_About this exercise:_
An exact copy of the data is needed, one that excludes all pictures.

^^^^^^^^^^^^^^^^

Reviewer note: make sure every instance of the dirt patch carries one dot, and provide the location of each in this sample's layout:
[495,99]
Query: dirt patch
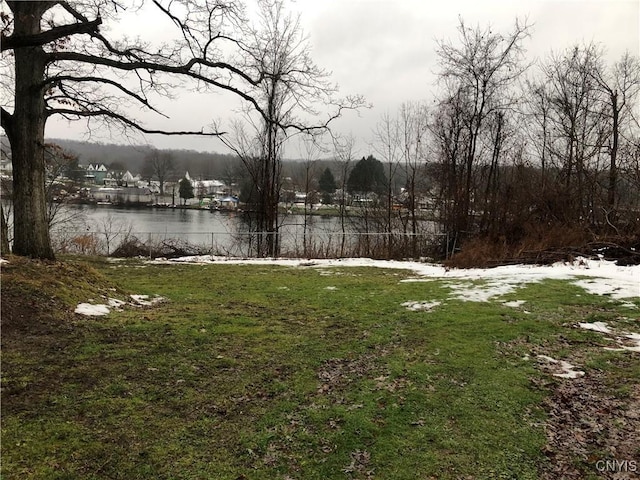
[592,433]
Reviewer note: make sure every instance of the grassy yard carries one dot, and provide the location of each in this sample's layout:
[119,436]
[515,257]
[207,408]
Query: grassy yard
[266,372]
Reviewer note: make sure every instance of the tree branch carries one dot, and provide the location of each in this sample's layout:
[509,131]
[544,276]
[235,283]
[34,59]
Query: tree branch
[119,86]
[172,69]
[127,121]
[21,41]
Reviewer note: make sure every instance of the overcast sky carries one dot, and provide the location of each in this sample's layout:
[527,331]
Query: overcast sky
[385,50]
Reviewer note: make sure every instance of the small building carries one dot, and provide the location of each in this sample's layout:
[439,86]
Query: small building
[96,173]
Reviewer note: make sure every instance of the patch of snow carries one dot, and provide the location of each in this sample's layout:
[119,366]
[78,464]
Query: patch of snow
[634,337]
[91,309]
[566,369]
[115,303]
[603,328]
[605,277]
[145,301]
[596,327]
[418,306]
[514,303]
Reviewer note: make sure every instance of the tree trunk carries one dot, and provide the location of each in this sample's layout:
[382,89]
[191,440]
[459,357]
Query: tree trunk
[613,167]
[4,234]
[26,136]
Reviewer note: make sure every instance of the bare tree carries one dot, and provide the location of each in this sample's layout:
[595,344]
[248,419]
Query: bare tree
[64,65]
[291,95]
[477,74]
[413,129]
[577,128]
[620,87]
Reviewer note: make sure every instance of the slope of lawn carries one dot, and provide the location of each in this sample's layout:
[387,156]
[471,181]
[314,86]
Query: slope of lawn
[267,372]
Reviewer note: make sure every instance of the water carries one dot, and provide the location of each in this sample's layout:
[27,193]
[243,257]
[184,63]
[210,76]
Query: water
[211,231]
[101,229]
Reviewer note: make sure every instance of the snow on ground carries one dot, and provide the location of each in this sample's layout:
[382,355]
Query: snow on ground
[92,310]
[621,338]
[600,277]
[561,368]
[418,306]
[100,309]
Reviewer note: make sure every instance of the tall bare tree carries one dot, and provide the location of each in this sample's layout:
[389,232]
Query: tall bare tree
[620,86]
[477,73]
[64,65]
[293,95]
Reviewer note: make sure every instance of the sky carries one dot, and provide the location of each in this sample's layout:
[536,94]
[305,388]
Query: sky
[385,50]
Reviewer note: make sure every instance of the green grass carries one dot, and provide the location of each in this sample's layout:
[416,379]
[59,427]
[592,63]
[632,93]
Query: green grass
[264,372]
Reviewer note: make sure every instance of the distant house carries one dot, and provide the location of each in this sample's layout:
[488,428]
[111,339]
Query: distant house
[96,173]
[228,203]
[128,180]
[207,188]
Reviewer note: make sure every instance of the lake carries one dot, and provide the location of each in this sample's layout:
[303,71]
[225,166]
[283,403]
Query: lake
[101,228]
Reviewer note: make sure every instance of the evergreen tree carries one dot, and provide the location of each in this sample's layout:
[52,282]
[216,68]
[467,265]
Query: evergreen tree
[367,176]
[186,190]
[327,185]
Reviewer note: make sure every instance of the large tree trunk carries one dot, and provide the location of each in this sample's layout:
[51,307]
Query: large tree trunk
[26,136]
[4,234]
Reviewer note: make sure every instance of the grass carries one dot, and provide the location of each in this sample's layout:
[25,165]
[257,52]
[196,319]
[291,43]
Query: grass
[264,372]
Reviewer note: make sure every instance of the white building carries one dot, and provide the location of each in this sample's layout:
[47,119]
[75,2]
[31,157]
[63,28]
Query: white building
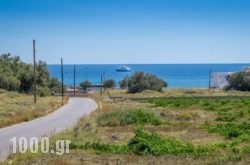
[219,79]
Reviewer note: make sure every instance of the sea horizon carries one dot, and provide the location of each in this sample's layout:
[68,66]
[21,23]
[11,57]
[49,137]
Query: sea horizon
[176,75]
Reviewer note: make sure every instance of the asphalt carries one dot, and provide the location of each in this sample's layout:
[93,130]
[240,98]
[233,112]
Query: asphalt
[62,119]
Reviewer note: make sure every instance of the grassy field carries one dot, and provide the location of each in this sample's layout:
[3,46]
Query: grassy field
[16,108]
[173,127]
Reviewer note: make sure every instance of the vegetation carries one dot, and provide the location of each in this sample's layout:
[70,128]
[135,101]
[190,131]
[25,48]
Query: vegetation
[109,83]
[127,117]
[16,75]
[141,81]
[200,127]
[16,107]
[85,85]
[239,81]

^^^^^^^^^^^^^^^^

_Solution for this problem:_
Reviewer note: make sure every instance of the dirt patch carries one dot, and provide the location of each in this sample's layout:
[495,99]
Query: dirt patch
[592,433]
Reviewer note: make sure every instance of the grassy yard carries one dot, and provide the location of each in this sample's layout:
[119,436]
[515,257]
[207,408]
Query: grassy yard
[266,372]
Reviewer note: make sure every instance of the tree branch carries one dot, and provide the location of each in this sample's layout:
[509,131]
[544,276]
[235,283]
[34,59]
Query: tree branch
[119,86]
[172,69]
[127,121]
[21,41]
Reviewer note: make sure every instance of the overcast sky carries one dot, and provide the location of each in this sample's layout:
[527,331]
Query: overcast sky
[385,50]
Reviewer note: make sure every instance of the small building carries one dot, and provide the location of each in this sample's layout:
[439,86]
Query: small building
[96,173]
Reviewer note: make sure every instance of the patch of snow carries one dot, and provide the location of each in this sample's layout:
[119,366]
[78,464]
Query: patch of snow
[634,337]
[91,309]
[566,369]
[115,303]
[603,328]
[605,277]
[145,301]
[596,327]
[418,306]
[514,303]
Reviewer note: make sure every instance of the tree trunk carries one dot, and provide the location of each in this sample's layout:
[382,89]
[191,440]
[459,357]
Query: tree trunk
[613,167]
[4,234]
[26,136]
Reviewer note: make sure every instance of the bare tree carries one dot, and provide the location of each in this sample's layout:
[595,344]
[248,419]
Query: bare tree
[64,65]
[291,95]
[477,74]
[413,129]
[577,128]
[620,87]
Reviewer note: make sure every instance of the slope of lawn carries one dot, and provide the location of each in this sample's layout:
[387,156]
[471,181]
[314,86]
Query: slope of lawn
[267,372]
Reviewer note: make sure every instance of the water carries one dot, and provide the location of each in this sample's layout:
[27,193]
[243,257]
[184,63]
[210,76]
Query: water
[211,231]
[101,229]
Reviewer note: make sure every instance of the snow on ground carries one dot, and provide the location of each in this sample's layout:
[382,355]
Query: snow on ground
[92,310]
[621,338]
[600,277]
[561,368]
[418,306]
[100,309]
Reviewer note: make sure every instance of the tall bare tree carries one dot, and provide the location of each in this sample's layout:
[389,232]
Query: tall bare tree
[620,86]
[477,73]
[64,65]
[293,95]
Reviewer note: make sure every instance of the sky carries one dot, and provide the location of each in this sample's layout:
[536,94]
[305,388]
Query: sky
[385,50]
Reviewer note: make sure every instance of the green grass carries one dot, and provide the location of each in this sample's layout:
[416,379]
[59,427]
[592,63]
[632,93]
Query: green grass
[264,372]
Reviewer note: make sure every instance of the distant house carries one dot, and provide the location of each in this sample's layout:
[488,428]
[111,339]
Query: distant house
[96,173]
[228,203]
[128,180]
[207,188]
Reviewer note: make sure every instance of the lake carries one dot, and provide the location of each in this sample's layout:
[303,71]
[225,166]
[283,403]
Query: lake
[101,228]
Reviewer note: make sure every instance of the evergreen tree carries one dot, and provide the location of each in this sample's layout:
[52,282]
[216,68]
[467,265]
Query: evergreen tree
[367,176]
[186,190]
[327,185]
Reviewer note: make sure every instance of the large tree trunk carries one dot, and provide the location of each in this sample's layout:
[51,307]
Query: large tree trunk
[26,136]
[4,234]
Reviewer note: make sure every instance of the grass carries one dot, and provide the location of each in this sample's layout:
[25,165]
[257,52]
[196,319]
[291,43]
Query: grass
[264,372]
Reviewer note: make sure every instance of the white building carries one dot, and provide the location of each in this sample's layout:
[47,119]
[75,2]
[31,157]
[63,28]
Query: white building
[219,79]
Reviewer note: make sure every instance of the sea horizon carries one dot, and provide the location of each in this sample's layout:
[68,66]
[21,23]
[11,57]
[49,137]
Query: sea horizon
[176,75]
Reviewer note: make sure every instance of the asphalt carries one dot, and provide the location of each in this sample's layout:
[93,130]
[240,98]
[233,112]
Query: asphalt
[62,119]
Reviewer note: make sure every instance of the grassy field carries one dot, and provide the location of each in this sample's layout:
[3,46]
Query: grassy field
[16,108]
[173,127]
Reviewer note: make sure every instance of the vegetation carries one dot, and provide the location of each in this sample's layout:
[70,128]
[135,101]
[190,131]
[25,48]
Query: vegetation
[109,83]
[127,117]
[16,75]
[141,81]
[200,127]
[16,107]
[85,85]
[239,81]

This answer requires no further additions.